▶ [TASK TO CARRY OUT]:
Give again, word for word, every line in the entries below from the line with "the green stem" up to and including the line with "For every instance of the window pane, put", and no other line.

[Referring expression data]

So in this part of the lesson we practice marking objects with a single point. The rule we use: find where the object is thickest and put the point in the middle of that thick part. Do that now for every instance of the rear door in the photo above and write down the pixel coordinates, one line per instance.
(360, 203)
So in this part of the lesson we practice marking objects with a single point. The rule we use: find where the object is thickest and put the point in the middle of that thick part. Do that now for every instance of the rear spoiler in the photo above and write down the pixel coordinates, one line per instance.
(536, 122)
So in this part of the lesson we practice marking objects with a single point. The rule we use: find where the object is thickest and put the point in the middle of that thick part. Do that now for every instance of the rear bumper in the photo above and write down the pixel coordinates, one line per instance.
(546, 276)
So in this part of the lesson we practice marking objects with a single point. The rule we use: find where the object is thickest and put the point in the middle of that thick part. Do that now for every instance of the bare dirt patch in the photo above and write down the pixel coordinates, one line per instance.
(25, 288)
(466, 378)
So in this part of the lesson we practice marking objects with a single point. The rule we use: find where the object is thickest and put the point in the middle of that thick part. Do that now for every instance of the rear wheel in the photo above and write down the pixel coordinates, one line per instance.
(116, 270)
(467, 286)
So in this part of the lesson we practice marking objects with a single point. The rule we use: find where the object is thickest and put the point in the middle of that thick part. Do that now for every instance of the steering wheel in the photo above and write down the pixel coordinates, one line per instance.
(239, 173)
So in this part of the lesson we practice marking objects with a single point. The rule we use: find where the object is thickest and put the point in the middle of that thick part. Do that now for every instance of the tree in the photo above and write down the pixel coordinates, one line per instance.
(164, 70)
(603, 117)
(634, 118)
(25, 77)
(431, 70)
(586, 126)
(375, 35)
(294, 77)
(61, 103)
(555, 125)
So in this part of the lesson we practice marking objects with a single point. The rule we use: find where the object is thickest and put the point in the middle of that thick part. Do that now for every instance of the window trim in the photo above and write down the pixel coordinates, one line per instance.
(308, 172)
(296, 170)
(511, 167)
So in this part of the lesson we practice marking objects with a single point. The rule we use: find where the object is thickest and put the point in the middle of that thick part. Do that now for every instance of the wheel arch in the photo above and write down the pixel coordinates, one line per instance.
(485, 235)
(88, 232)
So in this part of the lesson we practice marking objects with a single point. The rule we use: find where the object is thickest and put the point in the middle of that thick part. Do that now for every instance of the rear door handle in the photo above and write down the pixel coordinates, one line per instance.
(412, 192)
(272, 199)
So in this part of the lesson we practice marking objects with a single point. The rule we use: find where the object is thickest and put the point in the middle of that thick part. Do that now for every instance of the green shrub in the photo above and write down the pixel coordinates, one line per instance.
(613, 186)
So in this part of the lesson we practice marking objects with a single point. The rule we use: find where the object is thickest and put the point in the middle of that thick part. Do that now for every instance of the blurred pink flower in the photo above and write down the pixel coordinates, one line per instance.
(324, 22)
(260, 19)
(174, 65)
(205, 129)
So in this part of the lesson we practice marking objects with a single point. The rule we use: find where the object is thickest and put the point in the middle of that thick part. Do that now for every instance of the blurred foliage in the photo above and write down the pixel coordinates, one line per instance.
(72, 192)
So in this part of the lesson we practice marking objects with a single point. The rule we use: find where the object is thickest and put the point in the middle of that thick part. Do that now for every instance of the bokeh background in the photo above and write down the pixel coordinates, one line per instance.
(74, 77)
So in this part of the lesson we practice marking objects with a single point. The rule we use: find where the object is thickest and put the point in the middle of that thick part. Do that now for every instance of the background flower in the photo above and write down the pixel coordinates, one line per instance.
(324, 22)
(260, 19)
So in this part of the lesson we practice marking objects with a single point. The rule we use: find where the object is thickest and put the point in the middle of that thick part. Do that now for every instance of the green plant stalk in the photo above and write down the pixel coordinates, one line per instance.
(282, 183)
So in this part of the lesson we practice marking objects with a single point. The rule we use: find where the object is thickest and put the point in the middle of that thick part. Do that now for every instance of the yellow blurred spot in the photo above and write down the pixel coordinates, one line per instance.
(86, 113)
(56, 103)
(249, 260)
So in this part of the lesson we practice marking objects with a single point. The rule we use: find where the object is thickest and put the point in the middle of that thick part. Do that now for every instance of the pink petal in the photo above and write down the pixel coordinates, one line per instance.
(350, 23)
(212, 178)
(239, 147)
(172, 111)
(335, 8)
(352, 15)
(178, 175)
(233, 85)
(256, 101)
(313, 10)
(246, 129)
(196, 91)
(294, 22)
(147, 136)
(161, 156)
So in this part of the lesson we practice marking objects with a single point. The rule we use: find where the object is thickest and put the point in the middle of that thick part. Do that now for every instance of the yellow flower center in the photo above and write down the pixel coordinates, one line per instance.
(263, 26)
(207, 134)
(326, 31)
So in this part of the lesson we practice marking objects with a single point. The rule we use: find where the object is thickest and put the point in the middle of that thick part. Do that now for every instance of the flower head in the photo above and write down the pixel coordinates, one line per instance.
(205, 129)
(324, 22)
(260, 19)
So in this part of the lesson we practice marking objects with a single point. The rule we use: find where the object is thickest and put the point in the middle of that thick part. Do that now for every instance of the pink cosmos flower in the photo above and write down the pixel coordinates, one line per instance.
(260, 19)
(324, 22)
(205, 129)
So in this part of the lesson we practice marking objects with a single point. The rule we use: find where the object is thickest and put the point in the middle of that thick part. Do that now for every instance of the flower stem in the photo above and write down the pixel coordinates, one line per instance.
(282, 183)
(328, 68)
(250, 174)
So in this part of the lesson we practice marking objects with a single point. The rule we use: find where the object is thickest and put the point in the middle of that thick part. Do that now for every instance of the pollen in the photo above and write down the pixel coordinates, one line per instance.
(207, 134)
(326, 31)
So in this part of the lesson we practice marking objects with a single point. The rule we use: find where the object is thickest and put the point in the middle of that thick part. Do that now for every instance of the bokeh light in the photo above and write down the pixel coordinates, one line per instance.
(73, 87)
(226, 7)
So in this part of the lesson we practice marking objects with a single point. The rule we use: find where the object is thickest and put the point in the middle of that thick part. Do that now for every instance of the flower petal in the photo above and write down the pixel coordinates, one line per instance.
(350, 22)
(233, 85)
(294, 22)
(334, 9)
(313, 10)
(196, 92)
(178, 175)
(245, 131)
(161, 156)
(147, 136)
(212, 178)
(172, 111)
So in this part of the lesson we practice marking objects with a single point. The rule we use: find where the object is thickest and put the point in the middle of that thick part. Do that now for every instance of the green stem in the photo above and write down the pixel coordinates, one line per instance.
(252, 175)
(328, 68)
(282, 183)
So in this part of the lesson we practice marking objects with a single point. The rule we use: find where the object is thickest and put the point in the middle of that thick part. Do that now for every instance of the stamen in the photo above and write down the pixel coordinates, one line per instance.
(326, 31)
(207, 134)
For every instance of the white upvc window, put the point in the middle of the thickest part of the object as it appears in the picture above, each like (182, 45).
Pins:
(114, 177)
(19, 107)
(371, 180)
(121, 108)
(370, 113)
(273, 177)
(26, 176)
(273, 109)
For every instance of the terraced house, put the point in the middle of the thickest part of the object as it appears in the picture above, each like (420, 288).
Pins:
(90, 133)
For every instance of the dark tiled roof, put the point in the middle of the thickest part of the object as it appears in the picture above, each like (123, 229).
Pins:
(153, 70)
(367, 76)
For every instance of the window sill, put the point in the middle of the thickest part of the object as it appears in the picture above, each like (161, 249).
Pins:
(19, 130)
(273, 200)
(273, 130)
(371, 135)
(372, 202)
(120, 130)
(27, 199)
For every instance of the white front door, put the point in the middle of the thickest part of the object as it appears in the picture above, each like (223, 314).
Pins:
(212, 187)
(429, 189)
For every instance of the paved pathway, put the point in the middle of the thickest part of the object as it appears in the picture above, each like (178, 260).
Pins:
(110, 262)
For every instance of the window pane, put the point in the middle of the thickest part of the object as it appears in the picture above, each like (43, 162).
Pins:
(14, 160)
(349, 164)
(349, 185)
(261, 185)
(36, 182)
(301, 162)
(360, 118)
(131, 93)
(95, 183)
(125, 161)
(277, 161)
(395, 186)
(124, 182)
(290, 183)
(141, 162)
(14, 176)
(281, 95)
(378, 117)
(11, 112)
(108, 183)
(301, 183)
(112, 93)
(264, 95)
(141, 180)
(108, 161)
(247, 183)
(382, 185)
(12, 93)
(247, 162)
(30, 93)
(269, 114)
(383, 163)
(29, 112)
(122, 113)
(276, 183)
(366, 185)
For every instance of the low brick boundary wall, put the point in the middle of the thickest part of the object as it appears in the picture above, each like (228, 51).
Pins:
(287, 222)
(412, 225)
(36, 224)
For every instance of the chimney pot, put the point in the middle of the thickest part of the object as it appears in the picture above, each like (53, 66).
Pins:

▶ [EXERCISE SOLUTION]:
So in this part of the lesson we practice marking objects with a single point. The rule we use: find where the object is thickest and put the point in the middle of that thick part. Do that now for every instance of the green stem in the photo above and write down the pixel coordinates, one line per instance.
(252, 175)
(328, 68)
(282, 183)
So in this part of the lesson we practice marking objects with a single point. The rule we use: find where the object is thickest and put the point in the middle of that thick part. Do that now for every instance of the stamen in the photo above and write down the pixel coordinates, one line per instance.
(326, 31)
(207, 134)
For every instance of the white upvc window, put the point in the middle of the thickest part of the object as it appears in the picture above, each like (182, 45).
Pins:
(114, 177)
(19, 107)
(371, 180)
(121, 108)
(370, 113)
(273, 177)
(26, 176)
(273, 109)
For every instance of the terraced house, put the point in the middle of the thickest part of the object as it appears in the picture above, each like (420, 288).
Pins:
(90, 133)
For every instance of the dark tiled roof, put the point in the middle of the thickest part of the object as it appears in the picture above, each like (123, 229).
Pins:
(153, 70)
(367, 76)
For every instance of the window sill, put the point in the middle of the thickest part of the object as it appears in the picture above, each like (161, 249).
Pins:
(19, 130)
(273, 200)
(273, 130)
(371, 135)
(372, 202)
(120, 130)
(27, 199)
For every instance of the white front door, put the point in the middle of the thickest part of the object as it appears in the picture above, each like (223, 314).
Pins:
(212, 187)
(429, 189)
For every instance of the paved pathway, put the point in the middle of the thickest part of the object as it appears in the picture above, each like (178, 260).
Pins:
(110, 262)
For every instance of the window pane, put the point in the middle of the thickest part of the object as it appears in the picture above, each like (43, 162).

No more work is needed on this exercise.